▶ **RECORDED INFORMATION**
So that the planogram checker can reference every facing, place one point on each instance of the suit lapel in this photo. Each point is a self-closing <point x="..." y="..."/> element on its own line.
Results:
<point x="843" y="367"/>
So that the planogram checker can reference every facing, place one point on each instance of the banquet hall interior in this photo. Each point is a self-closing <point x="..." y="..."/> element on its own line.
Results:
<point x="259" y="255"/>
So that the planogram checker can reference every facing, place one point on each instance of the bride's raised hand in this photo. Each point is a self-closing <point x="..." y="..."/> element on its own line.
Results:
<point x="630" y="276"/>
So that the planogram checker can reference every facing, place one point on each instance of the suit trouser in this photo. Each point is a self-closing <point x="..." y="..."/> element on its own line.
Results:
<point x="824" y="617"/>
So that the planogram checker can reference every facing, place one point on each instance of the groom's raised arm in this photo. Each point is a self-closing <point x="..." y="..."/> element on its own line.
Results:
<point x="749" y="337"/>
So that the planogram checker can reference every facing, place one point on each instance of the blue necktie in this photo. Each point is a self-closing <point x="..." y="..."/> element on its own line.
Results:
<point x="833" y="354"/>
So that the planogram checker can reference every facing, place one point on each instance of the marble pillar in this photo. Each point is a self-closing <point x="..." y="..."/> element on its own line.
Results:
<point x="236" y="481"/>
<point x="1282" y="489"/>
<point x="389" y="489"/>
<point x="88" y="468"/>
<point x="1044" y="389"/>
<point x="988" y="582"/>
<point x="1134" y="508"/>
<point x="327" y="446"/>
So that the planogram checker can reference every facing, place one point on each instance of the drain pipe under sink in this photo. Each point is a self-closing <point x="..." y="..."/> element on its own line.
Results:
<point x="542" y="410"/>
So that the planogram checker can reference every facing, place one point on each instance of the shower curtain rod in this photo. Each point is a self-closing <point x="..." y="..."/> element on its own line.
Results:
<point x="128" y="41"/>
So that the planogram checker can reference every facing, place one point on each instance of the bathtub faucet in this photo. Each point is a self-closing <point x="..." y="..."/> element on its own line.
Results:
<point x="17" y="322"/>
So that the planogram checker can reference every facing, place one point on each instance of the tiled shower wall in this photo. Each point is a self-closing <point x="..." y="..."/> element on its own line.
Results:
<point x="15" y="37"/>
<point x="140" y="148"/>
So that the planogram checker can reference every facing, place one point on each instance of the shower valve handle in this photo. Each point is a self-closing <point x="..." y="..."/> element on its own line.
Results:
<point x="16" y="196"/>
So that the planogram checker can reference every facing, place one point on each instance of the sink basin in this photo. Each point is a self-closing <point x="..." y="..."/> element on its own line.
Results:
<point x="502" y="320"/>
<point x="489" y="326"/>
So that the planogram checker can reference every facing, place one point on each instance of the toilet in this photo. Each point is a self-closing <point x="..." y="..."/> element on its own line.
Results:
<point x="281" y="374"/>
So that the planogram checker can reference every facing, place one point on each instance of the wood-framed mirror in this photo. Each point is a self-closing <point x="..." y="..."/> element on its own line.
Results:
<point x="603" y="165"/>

▶ **TASK DESCRIPTION**
Copy the stretch from the line containing "of the toilet" through the end of the records, swapping every "planogram checker" for "shelf auditor" and keeping everything else the same.

▶ **EXPECTED OUTPUT**
So that the shelf auditor can reference every facing, place one point on each instance of the toilet in this photo. Each point is a self-closing <point x="..." y="..."/> element on its own line.
Results:
<point x="281" y="374"/>
So that the shelf auditor can reference every facing, place one point on each instance of the wood-framed mirror in this photo. Each point is a self-closing <point x="..." y="..."/> element on its own line.
Results:
<point x="603" y="165"/>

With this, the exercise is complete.